/i/Hikaye

Herkesin bir hikayesi var, ya senin hikayen nedir?
  1. 1.
    +2
    Eğer görünüyorsa, görseli buldum bana ait değildir.

    Mount & Blade Warband oyunumun hikayesini anlatacağım. Yazı hazır, birer dakika arayla bölüm bölüm atıyorum, ilk uzun hikayem. Yorumarı bekliyorum. hikaye sonunda bir açıklama daha olacak.
    ···
  2. 2.
    +2
    Kalradya’da yaşam herkes için zor, insanları acımasızdır. Bunu anlamam fazla uzun sürmedi. Her şey avcı olan babamın kaçak etlerini kesmek için Praven’e gittiğimde başladı. Gece yarısı şehre girdiğimde bir arbedenin içinde kaldım. Kim vurduya gitmeden bir vatandaş beni çekip evine zütürdü ve asıl olaya hazır olmamı istedi. Ben daha derdimi anlatamadan olaylar yeniden patlak verdi. Birçok taraf birbirini kesiyor ve bunu her gün insanların dolaştığı sokaklarda yapıyorlardı. Şehrin taşaklı abilerinin de içinde olduğunu anladığım olaydan sonra beni evine çekip olayların içine atan herif para karşılığı bir rehine kurtarma operasyonuna gitmemi teklif etti. Kabul etmeyince de yetkililere ihbar edeceğini söyleyerek şantaj yaptı. Kabul etmek zorunda kaldım. Ah zavallı Praven nasıl insanlara kaldın…
    ···
  3. 3.
    +2
    Bu şerefsizin bir arkadaşının çocuğu olan rehineyi kurtardım ve bir daha yüzünü görmemek istediğimi söyledim. Birkaç gün olayların yatışmasını beklerken bu şerefsizin tecavüzden, Svadya’ya ve insanlarına ihanetten kellesinin alındığını duydum. Bir an önce bu kokuşmuş şehirden gitmeliydim.
    Praven’de kaldığım kısa süre boyunca Kalradya’nın ne kadar berbat bir yer olduğunu daha iyi öğrendim. Ülkenin soyluları önüne gelen köyü yağmalayan, sömürecek toprak isteyip duran, taraf değiştirmekten hiç çekinmeyen şeref yoksunu kişiler, hükümdarları ise bu problemleri sallamayan ziyafetten ziyafete koşan kendilerine çok güvenen kibirli kişilerdi. Ah zavallı Kalradya seni öldürüyorlar…
    ···
  4. 4.

— Yazılı Talimat —
Kalradya'da geçen hikayeyi, gösterilen son cümlenin ardından sürdür.

— Toplanan Veriler —
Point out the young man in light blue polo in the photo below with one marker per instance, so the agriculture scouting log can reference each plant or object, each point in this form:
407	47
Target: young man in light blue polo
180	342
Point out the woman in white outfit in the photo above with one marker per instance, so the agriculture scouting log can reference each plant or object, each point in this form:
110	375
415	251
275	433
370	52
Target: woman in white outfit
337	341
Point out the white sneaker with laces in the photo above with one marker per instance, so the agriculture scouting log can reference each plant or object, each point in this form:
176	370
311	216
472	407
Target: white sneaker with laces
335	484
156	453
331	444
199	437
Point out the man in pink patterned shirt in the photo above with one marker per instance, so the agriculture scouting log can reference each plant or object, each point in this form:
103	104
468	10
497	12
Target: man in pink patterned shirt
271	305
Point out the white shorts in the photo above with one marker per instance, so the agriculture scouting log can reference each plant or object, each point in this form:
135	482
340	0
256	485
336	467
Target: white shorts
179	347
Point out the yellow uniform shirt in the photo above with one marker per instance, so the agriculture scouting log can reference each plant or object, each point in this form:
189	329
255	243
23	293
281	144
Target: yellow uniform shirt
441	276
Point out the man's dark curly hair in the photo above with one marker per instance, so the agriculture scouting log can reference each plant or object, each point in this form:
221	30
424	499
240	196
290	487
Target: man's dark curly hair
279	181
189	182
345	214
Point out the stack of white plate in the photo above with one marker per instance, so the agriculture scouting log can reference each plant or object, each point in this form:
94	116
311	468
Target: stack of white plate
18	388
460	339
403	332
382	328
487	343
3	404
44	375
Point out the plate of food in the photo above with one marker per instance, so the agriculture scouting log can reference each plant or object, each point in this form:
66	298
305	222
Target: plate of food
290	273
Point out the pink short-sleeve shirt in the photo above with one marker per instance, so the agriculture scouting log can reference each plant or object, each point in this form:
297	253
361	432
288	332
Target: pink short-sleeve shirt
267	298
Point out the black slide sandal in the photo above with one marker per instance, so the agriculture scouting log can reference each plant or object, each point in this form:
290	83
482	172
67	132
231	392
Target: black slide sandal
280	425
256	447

— Görevin Çıktısı —
    +2
    Bütün saygıdeğer hükümdarların bile kıç büyüttükleri o tahtlarına tartışılır olaylar sonunda oturduklarını öğrendiğim gün hayatımın anldıbını bulduğuma karar verdim. Artık bu böyle devam edemezdi, Kalradya’nın yağma ve talanına ne katılacağım nede seyirci kalacağım. Kalradya’nın silkelenmeye ihtiyacı var. Nihai hedefim Kalradya’nın damarlarının temizlenmesi ve kadim günlerde ki gibi tek çatı altında toplanmasıdır! Bunu yapmanın yolu ise Kalradya’nın yanıp küllerinden geri doğmasıdır. Ve hepten kaos planımı başlattım…
    ···
  5. 5.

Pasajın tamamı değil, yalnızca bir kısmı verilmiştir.